YOUR GOAL:
Rewrite all of the records below, replacing every "Detect" with "Locate" and leaving everything else unchanged.
>> START INFORMATION SUPPLIED
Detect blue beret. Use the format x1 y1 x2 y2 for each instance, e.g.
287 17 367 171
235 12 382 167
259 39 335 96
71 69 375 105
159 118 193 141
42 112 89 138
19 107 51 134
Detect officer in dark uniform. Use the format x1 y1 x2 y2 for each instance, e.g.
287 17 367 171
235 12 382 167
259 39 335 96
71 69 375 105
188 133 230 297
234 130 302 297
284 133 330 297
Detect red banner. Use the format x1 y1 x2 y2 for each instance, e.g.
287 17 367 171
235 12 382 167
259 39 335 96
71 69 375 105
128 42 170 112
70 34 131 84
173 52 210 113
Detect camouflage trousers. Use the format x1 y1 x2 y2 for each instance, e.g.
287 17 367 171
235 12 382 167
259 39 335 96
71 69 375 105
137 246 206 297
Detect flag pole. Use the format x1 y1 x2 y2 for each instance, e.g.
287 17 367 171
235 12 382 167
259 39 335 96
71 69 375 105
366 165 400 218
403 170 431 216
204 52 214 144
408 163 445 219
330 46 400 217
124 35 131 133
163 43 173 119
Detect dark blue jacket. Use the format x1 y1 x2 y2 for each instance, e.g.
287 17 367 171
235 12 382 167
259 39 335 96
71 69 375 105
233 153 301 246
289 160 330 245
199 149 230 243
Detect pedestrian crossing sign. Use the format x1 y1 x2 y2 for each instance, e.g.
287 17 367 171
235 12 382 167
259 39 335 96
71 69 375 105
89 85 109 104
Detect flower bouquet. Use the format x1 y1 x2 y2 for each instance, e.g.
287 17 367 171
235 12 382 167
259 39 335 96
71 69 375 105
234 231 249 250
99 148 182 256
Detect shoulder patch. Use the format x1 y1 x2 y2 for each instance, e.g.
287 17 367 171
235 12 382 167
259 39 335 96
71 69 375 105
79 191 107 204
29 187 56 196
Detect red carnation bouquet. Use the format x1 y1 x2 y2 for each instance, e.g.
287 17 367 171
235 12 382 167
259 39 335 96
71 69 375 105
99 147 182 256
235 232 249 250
>> END INFORMATION SUPPLIED
SOLVED PROBLEM:
Locate blue beret. Use the format x1 y1 x2 y2 for each instance, e.g.
287 17 367 171
235 12 382 167
259 39 335 96
71 69 375 105
159 118 193 141
42 112 89 138
19 107 51 134
Locate officer in dark uniform. Use the format x1 y1 x2 y2 for each instance, e.g.
287 17 367 171
235 12 382 167
259 39 335 96
71 69 375 105
188 133 230 297
234 130 302 297
284 133 330 297
Locate red banner. Use the format x1 y1 x2 y2 for each instance, e.g.
287 17 367 171
235 12 382 167
259 39 335 96
71 69 375 105
128 42 170 112
70 34 131 84
173 52 210 113
Locate camouflage trousers. Use the format x1 y1 x2 y2 for each instance, e.g.
287 17 367 171
235 12 382 167
259 39 335 96
71 69 375 105
137 246 206 297
Locate flag pole. Use the format x1 y1 x2 y2 for each instance, e.g.
287 17 367 171
235 12 382 167
259 39 335 96
71 69 375 105
366 165 400 218
403 170 431 216
204 52 214 144
408 163 445 219
330 46 400 217
124 35 131 133
163 43 173 119
Locate dark blue jacket. Use the format x1 y1 x2 y2 for each instance, e.g.
287 17 367 171
235 12 382 167
259 39 335 96
71 69 375 105
233 153 301 246
289 160 330 245
199 149 230 243
Locate pedestrian crossing sign. Use the format x1 y1 x2 y2 for each instance, e.g.
287 17 367 171
235 12 382 167
259 39 335 96
71 69 375 105
89 85 109 104
Locate flower bouquet. Use the format x1 y1 x2 y2 for each instance, e.g.
287 17 367 171
235 12 382 167
259 39 335 96
71 69 375 105
234 231 249 250
99 148 182 256
Locate shoulder patch. Use the format x1 y1 x2 y2 for each instance, e.g.
287 17 367 171
235 12 382 167
259 39 335 96
71 69 375 105
79 191 107 204
29 187 56 196
Locate red carnation bouquet. Use the format x1 y1 x2 y2 for each instance, e.g.
287 17 367 171
235 12 382 167
259 39 335 96
71 69 375 105
99 147 182 256
235 232 249 250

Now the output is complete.